Echo every one of the entries below back verbatim, without changing a single character.

Data supplied:
════════════════

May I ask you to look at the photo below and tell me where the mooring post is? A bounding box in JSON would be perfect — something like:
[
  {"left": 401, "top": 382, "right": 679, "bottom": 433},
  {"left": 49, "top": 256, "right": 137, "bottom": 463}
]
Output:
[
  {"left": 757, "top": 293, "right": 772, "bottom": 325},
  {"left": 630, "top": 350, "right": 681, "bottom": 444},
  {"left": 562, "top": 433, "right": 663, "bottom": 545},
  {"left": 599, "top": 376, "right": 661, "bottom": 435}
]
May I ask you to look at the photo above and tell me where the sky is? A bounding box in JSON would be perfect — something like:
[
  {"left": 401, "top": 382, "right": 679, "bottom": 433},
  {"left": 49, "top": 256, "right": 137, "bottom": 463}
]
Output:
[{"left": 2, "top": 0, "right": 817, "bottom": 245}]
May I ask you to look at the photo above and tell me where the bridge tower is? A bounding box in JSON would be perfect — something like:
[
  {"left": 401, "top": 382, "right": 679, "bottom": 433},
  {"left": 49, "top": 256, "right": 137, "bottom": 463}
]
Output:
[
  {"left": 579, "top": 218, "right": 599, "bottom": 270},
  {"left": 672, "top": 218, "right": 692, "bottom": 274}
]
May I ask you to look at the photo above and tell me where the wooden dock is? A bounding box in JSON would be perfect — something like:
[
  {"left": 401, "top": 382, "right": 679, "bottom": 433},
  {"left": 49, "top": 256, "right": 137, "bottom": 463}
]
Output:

════════════════

Task output:
May I ask you to look at the photo below and tell me where the mooring post is? A bounding box in JSON would be perfect — something like:
[
  {"left": 401, "top": 382, "right": 679, "bottom": 433},
  {"left": 49, "top": 256, "right": 137, "bottom": 463}
]
Output:
[
  {"left": 757, "top": 293, "right": 772, "bottom": 325},
  {"left": 630, "top": 350, "right": 681, "bottom": 444},
  {"left": 562, "top": 433, "right": 663, "bottom": 545},
  {"left": 599, "top": 376, "right": 661, "bottom": 435}
]
May I ask you to look at the photo above and tell me where the sky is? A bounding box in JSON would be perfect — something like:
[
  {"left": 401, "top": 382, "right": 679, "bottom": 433},
  {"left": 49, "top": 256, "right": 137, "bottom": 463}
]
Output:
[{"left": 2, "top": 0, "right": 817, "bottom": 245}]
May I ask you to look at the photo above and tell me where the bridge tower is? A bounding box in JSON would be perfect — something like:
[
  {"left": 401, "top": 382, "right": 679, "bottom": 433},
  {"left": 49, "top": 256, "right": 137, "bottom": 463}
]
Output:
[
  {"left": 579, "top": 218, "right": 599, "bottom": 270},
  {"left": 672, "top": 218, "right": 692, "bottom": 274}
]
May I ask you to look at the photo above and tell me where the wooden dock is? A bounding box in JSON would be perfect — something like:
[
  {"left": 401, "top": 382, "right": 679, "bottom": 433},
  {"left": 49, "top": 256, "right": 137, "bottom": 463}
]
Output:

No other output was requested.